### [Extract provided]
The Research Compliance Services Office and Institutional Review Board (IRB) have created this information in order to affirm our commitment to diversity, equity, and inclusion through adhering to the highest ethical principles in the conduct of research with human subjects.
Purpose & Commitment
The mission of an IRB and HRPP is to ensure the protection of human participants who choose to participate in research conducted by personnel or affiliates on behalf of UNL. While we are required to carry out these obligations from federal regulations (45CFR46) that govern IRBs and human subjects research, the UNL IRB also voluntarily maintains accreditation through the Association for Accreditation of Human Research Protection Programs (AAHRPP). AAHRPP is a nonprofit organization that requires maintenance of rigorous standards to achieve this distinction. This voluntary accreditation process is a testament to UNL’s commitment to human subjects protections and the importance in recognizing that each member of the research community (from the PI, to the full board IRB, research personnel, administration, research participants, and applicable community) all play an integral role in carrying out these principles and protections.
Further, the IRB recognizes protections may need to be in place for projects conducted that are not under the purview of the IRB. The IRB A-Z Guidance on Classroom and Clinical Practica addresses the need for faculty and students to ensure protections for involving vulnerable populations, and managing and mitigating sensitive questions or topics; even when there is no requirement for IRB review and approval.
Diversity, Equity, and Inclusion
Through research, UNL personnel interact with colleagues and research participants around the world and are part of the network of knowledge and information that influences our society. As such, the IRB maintains up to date policies, procedures, guidance, and best practices in order to ensure we are cognizant and able to understand the depth of research and the impact of interactions that could be occurring either locally, nationally, or internationally.
The regulations and ethical principles that comprise the building blocks of IRBs and the conduct of human subjects research includes concerns that potential research participants should neither be excluded based on irrelevant characteristics (that may include socially devalued identities) nor coerced to participate (a risk with economically poor people and members of socially devalued or politically oppressed groups). The IRB application, training requirements, consent documents, and approval processes address both of these concepts directly and research personnel are required to recognize and plan for carrying out the research while not inappropriately excluding or coercing research participants. IRB staff, expedited reviewers, and full board members are trained to identify and work with research personnel in order to mitigate the possibility of inequitable inclusion or coercion of research participants.
IRBs must also consider if a research project runs the risk of burdening members of a devalued group while a privileged group reaps the benefits of the research findings. The IRB application includes questions that address these types of situations and, if such a situation were to be proposed, the IRB works directly with the researcher(s) to minimize burdens on participants as well as, where possible, increasing benefits to the participants in appropriate ways.

### [Point localization data]

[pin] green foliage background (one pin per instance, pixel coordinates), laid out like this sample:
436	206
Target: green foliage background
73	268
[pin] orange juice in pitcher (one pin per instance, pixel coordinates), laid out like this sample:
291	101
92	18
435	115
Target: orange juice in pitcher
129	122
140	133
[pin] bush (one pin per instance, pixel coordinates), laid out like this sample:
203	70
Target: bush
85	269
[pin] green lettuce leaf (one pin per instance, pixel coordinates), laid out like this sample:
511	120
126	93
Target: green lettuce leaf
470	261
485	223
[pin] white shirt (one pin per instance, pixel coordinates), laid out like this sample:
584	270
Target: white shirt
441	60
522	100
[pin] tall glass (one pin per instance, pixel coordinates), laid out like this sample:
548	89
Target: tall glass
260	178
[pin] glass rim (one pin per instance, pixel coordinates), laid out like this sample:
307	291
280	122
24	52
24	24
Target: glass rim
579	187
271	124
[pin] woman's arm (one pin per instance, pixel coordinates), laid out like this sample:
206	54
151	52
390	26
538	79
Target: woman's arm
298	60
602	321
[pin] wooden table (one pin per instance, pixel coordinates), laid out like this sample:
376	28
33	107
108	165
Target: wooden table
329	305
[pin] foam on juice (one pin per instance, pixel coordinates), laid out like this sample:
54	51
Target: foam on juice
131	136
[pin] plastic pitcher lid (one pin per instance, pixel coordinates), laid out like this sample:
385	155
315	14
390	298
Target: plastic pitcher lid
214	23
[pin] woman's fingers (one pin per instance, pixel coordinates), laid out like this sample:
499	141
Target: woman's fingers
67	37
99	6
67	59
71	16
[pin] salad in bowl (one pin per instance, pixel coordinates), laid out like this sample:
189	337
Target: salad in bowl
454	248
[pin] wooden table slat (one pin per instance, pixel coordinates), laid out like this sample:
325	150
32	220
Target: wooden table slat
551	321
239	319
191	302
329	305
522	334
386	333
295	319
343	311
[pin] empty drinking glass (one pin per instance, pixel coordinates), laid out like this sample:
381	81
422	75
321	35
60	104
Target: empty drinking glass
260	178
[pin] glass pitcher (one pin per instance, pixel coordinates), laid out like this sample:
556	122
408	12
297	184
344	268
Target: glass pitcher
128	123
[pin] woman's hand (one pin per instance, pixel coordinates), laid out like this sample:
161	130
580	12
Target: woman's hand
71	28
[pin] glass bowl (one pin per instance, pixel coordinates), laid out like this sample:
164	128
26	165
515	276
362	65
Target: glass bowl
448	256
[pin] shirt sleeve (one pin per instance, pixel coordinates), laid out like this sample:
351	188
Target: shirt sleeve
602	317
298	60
...
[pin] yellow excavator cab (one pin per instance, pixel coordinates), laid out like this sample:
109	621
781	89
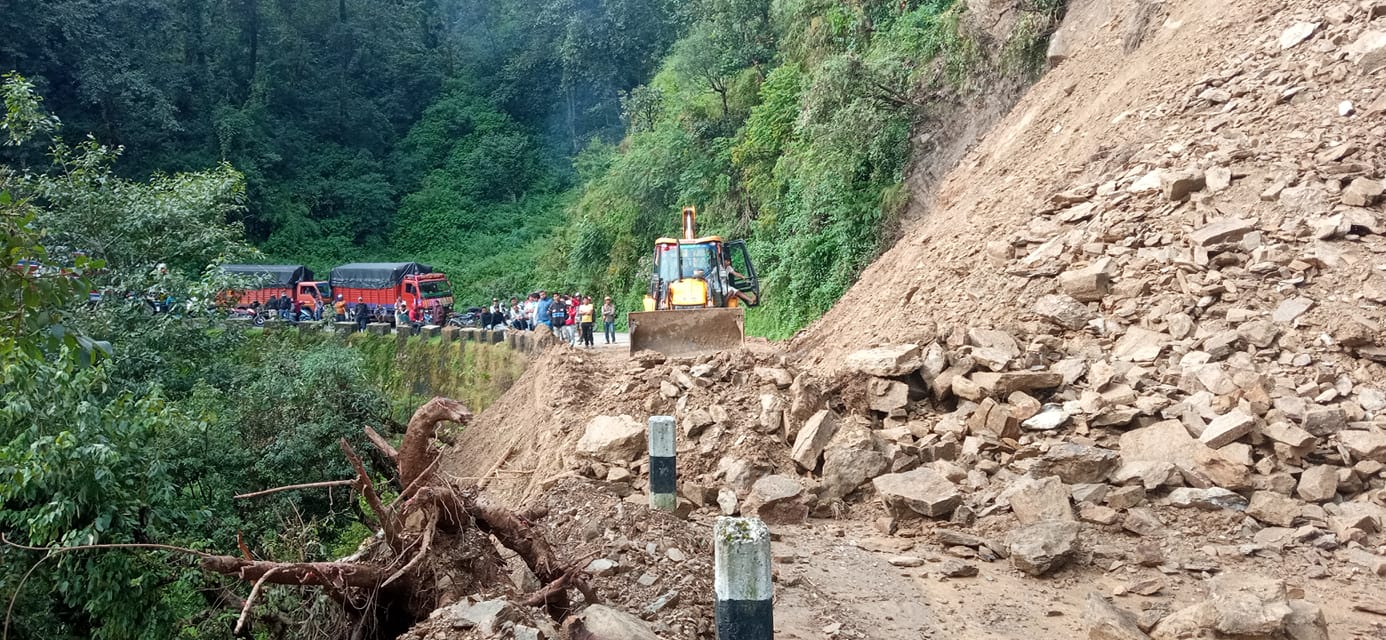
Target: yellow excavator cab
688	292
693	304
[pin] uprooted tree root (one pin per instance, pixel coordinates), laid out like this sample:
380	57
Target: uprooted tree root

### [Aim of the exercise]
From the IRB statement on diversity, equity, and inclusion, write out the passage starting with "The Research Compliance" and going on through "with human subjects.".

### [Output of the task]
The Research Compliance Services Office and Institutional Review Board (IRB) have created this information in order to affirm our commitment to diversity, equity, and inclusion through adhering to the highest ethical principles in the conduct of research with human subjects.